**Task goal:** Reproduce verbatim every line from the one that includes "Query: tuft of grass" to the closing line of the entries; omit everything before it.

**Source material:**
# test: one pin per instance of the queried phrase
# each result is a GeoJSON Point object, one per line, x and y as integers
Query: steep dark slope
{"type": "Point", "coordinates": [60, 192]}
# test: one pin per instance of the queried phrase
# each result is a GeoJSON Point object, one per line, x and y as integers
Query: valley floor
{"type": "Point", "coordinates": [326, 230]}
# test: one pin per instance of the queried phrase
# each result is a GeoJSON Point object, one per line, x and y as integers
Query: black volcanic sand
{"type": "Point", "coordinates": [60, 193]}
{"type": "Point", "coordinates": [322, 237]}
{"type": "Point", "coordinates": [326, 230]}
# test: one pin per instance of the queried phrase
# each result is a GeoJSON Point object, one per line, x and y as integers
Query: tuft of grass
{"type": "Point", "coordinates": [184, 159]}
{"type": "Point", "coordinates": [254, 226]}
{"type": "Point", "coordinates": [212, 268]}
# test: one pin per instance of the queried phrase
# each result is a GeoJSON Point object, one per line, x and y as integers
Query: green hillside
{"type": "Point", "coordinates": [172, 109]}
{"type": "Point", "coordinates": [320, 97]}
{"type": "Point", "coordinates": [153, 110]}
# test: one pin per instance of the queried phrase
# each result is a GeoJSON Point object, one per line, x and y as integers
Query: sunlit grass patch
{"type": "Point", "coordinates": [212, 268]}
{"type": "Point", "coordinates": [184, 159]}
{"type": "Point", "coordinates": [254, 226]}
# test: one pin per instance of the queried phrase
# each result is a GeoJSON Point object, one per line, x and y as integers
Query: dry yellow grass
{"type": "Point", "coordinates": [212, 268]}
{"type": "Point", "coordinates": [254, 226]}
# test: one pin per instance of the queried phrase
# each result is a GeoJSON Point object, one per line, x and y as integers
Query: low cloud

**Answer for this exercise:**
Query: tuft of grass
{"type": "Point", "coordinates": [184, 159]}
{"type": "Point", "coordinates": [254, 226]}
{"type": "Point", "coordinates": [212, 268]}
# test: one pin per instance of the queried phrase
# each result is a GeoJSON Point object, one per line, x and y as integers
Query: green hillside
{"type": "Point", "coordinates": [172, 109]}
{"type": "Point", "coordinates": [320, 97]}
{"type": "Point", "coordinates": [153, 110]}
# test: one pin per instance of the queried phrase
# each result is a GeoJSON Point object, one per line, x and y as integers
Query: sunlit grass patch
{"type": "Point", "coordinates": [212, 268]}
{"type": "Point", "coordinates": [184, 159]}
{"type": "Point", "coordinates": [254, 226]}
# test: one pin per instance of the queried phrase
# each result is a GeoJSON Point object, one per line, x and y as integers
Query: dry yellow grass
{"type": "Point", "coordinates": [212, 268]}
{"type": "Point", "coordinates": [254, 226]}
# test: one pin per instance of the queried phrase
# each result is a GeoJSON Point object, one per line, x and y as integers
Query: low cloud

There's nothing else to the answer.